Exercise objective:
Every line from the one with "give the outline of every instance of the **blurred" to the end of the data needs to be copied exactly, and no line before it.

Stored dataset items:
— BEGIN —
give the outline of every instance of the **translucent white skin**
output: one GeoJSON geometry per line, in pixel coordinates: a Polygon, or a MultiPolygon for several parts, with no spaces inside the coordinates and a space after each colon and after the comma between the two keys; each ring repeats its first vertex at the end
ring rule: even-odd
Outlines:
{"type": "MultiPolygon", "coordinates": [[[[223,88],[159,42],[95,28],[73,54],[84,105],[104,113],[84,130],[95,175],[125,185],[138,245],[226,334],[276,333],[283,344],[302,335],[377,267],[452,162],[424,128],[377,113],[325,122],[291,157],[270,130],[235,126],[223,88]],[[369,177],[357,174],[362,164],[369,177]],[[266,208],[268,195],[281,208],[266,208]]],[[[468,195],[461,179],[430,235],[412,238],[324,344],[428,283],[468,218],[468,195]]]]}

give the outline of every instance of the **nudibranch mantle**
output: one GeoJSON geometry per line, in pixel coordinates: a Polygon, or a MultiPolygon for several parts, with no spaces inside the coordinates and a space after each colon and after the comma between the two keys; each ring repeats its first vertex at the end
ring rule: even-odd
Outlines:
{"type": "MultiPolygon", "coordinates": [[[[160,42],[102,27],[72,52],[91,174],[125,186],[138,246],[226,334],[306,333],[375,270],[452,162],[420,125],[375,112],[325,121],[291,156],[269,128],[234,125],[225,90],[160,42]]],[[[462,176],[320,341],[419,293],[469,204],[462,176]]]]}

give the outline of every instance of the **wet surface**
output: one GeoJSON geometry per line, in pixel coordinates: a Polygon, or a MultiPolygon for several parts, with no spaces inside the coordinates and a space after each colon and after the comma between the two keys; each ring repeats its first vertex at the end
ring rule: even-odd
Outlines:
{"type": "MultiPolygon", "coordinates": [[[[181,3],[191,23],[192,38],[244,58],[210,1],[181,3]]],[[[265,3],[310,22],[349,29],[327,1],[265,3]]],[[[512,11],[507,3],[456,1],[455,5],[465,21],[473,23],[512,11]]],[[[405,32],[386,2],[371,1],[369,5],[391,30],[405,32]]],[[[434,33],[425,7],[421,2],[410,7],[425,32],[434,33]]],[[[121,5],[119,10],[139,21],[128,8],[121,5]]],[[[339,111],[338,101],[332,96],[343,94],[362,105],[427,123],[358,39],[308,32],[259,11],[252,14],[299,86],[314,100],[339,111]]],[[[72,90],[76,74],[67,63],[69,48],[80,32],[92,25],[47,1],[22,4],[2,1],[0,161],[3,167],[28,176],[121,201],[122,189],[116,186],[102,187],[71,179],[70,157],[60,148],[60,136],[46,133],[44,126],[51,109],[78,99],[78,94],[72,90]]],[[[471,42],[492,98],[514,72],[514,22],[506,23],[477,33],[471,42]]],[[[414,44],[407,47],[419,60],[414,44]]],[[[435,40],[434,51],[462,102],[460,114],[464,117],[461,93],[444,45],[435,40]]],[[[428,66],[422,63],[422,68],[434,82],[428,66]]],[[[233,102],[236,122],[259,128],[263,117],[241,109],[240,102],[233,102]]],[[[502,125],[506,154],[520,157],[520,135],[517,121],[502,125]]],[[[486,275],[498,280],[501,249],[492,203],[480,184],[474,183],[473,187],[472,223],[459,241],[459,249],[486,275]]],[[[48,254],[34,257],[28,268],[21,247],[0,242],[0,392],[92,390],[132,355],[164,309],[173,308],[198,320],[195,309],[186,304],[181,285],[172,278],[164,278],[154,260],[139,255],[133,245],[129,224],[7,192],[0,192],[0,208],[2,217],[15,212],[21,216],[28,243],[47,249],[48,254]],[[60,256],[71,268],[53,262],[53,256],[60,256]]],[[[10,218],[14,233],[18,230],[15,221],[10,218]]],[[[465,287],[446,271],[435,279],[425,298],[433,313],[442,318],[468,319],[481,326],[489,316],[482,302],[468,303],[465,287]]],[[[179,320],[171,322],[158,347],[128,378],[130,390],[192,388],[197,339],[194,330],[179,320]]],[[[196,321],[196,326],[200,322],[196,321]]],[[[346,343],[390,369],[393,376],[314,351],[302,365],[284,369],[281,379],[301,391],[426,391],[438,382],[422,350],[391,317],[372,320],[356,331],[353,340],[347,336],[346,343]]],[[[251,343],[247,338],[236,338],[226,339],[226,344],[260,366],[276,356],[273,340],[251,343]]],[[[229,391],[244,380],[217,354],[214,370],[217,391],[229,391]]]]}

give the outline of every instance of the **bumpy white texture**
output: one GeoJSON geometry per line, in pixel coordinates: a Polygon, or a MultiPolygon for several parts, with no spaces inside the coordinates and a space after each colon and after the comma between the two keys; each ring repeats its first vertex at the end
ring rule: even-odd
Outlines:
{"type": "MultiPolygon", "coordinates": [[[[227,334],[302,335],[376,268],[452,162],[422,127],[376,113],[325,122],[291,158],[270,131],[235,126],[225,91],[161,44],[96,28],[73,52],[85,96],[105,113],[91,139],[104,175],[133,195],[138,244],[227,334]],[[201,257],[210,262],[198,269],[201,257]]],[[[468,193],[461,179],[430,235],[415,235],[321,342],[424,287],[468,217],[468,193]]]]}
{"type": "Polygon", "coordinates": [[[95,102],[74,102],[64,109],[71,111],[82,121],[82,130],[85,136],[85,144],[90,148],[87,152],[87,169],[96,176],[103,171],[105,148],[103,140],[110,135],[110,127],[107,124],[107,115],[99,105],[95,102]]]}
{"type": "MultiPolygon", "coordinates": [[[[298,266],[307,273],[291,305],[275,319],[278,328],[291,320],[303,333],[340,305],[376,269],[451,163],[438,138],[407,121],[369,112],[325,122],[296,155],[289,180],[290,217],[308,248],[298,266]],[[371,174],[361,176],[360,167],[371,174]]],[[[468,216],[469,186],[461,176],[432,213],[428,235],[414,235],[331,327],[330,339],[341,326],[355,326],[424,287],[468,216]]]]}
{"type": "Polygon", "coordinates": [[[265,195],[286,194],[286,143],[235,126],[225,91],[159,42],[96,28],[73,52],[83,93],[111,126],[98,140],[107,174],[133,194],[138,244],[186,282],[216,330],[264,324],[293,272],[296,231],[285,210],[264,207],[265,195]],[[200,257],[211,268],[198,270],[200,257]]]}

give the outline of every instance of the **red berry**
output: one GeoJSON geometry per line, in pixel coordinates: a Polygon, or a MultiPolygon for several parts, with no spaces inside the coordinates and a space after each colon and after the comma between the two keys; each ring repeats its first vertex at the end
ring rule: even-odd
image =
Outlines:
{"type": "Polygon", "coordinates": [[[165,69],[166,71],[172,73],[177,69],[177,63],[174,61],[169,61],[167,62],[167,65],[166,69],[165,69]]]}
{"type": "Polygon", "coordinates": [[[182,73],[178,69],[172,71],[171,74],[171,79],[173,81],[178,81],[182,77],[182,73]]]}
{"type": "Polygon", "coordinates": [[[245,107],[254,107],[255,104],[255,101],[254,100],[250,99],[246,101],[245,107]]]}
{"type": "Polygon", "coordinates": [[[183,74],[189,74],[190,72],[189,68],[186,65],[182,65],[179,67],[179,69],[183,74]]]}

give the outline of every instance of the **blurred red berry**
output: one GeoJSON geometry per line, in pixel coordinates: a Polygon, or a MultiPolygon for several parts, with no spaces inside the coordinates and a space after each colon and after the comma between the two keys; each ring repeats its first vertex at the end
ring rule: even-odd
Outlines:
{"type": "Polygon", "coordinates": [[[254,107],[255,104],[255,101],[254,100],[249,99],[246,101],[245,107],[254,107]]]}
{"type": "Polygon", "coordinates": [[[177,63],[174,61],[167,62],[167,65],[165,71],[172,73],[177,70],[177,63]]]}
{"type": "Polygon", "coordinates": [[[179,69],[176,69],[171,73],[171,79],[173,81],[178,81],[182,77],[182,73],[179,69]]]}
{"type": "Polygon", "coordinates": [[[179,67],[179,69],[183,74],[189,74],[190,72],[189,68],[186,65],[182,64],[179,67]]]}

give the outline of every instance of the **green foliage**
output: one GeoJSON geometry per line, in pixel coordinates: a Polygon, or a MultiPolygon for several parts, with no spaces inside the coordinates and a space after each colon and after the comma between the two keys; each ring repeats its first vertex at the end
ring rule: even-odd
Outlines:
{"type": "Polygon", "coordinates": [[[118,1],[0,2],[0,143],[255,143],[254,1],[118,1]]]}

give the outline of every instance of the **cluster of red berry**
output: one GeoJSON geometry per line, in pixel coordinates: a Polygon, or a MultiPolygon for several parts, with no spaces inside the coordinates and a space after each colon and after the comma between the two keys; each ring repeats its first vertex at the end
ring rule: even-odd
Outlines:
— END —
Exercise solution:
give the outline of every instance of the **blurred red berry**
output: one GeoJSON geometry per line, in pixel coordinates: a Polygon, or a MultiPolygon for several parts, with no spaces inside the coordinates and a space after each colon and after the comma between the two keys; each ring repeats its first vertex at the end
ring rule: even-odd
Outlines:
{"type": "Polygon", "coordinates": [[[254,107],[255,104],[255,101],[254,100],[249,99],[246,101],[245,107],[254,107]]]}
{"type": "Polygon", "coordinates": [[[177,63],[174,61],[167,62],[167,65],[165,71],[172,73],[177,70],[177,63]]]}
{"type": "Polygon", "coordinates": [[[179,69],[176,69],[171,73],[171,79],[173,81],[178,81],[182,77],[182,73],[179,69]]]}
{"type": "Polygon", "coordinates": [[[179,67],[179,69],[183,74],[189,74],[190,72],[189,68],[186,65],[182,64],[179,67]]]}

give the outline of every instance of the **green foliage**
output: one GeoJSON geometry per line, in pixel coordinates: a Polygon, or a MultiPolygon for several parts, with no spaces inside the coordinates and a space after each colon and after the comma between the two keys; each ring repeats its first vertex at the end
ring rule: even-odd
Outlines:
{"type": "Polygon", "coordinates": [[[118,1],[0,2],[0,143],[255,143],[254,1],[118,1]]]}

give the outline of every instance of the **cluster of red berry**
output: one GeoJSON geometry per line, in pixel coordinates: a Polygon, or a MultiPolygon for several parts, with no spaces inside the coordinates and a space after each colon and after the comma between the two keys; each ring repeats its first vertex at the end
ring rule: even-odd
Outlines:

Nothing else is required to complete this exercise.